■ **Descrição da tarefa**
No excerto sobre as aplicações móveis na vigilância epidemiológica da Covid-19, que recomendação da Comissão Europeia é contextualizada no estudo de Alexandra Aragão?

■ **Excerto da fonte**
.....

A cientista Alexandra Aragão, da Universidade de Coimbra (UC), defende que é possível conciliar as vantagens das aplicações móveis digitais em situação de vigilância epidemiológica com os riscos para a segurança e a privacidade dos utilizadores.
De acordo com um estudo desenvolvido por Alexandra Aragão, apesar dos riscos inerentes à sua utilização, com as aplicações móveis (apps), “se forem devidamente observadas as regras éticas”, já recomendadas pela União Europeia (UE), “toda a sociedade ganha com a interrupção das cadeias de transmissão e a limitação da propagação do vírus”, afirma a UC, numa nota enviada esta segunda-feira à agência Lusa.
No estudo — “Questões ético-jurídicas relativas ao uso de ‘apps’ geradoras de dados de mobilidade para vigilância epidemiológica da Covid-19. Uma perspetiva Europeia” –, Alexandra Aragão contextualiza a recomendação 2020/518 da Comissão Europeia, relativa à utilização de tecnologias e dados para combater a Covid-19 através de aplicações móveis e da utilização de dados de mobilidade anonimizados e apresenta os requisitos desejáveis dessas “apps” na UE.
Face à crise pandémica, a especialista do Instituto Jurídico da Faculdade de Direito da Universidade de Coimbra (FDUC) considera que as aplicações móveis que produzem dados de mobilidade anonimizados e agregados para auxiliar as autoridades públicas competentes nos seus esforços de contenção da propagação do vírus “são muito vantajosas”.
Esta tecnologia é muito vantajosa, pois ajuda a “compreender a forma como o vírus se propagará”, a “avaliar a eficácia das medidas de distanciamento social”, a modelizar a dinâmica espacial das epidemias (limitações de deslocamentos, encerramentos de atividades não essenciais, confinamento total, etc.)” e a “modelizar também os efeitos económicos da crise”.
Para os cidadãos, as vantagens da utilização de “apps” multifuncionais “são igualmente significativas”, sustenta ainda a especialista, citada pela UC.
As funções de autodiagnóstico e de controlo de sintomas podem ser especialmente importantes para a estabilização emocional dos utilizadores infetados ou com receio de o estarem”, exemplifica a investigadora, salientando que “as funções de alerta e de rastreio através de dados de proximidade (‘bluetooth’) podem desempenhar um papel fundamental na identificação de contactos sociais”.

.....

■ **Dados fornecidos**
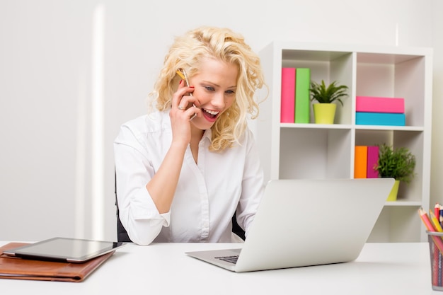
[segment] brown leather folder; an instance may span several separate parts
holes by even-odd
[[[9,243],[0,247],[0,278],[82,282],[114,254],[111,252],[83,263],[33,260],[7,256],[3,251],[27,245]]]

.....

■ **Resposta final**
A recomendação 2020/518 da Comissão Europeia.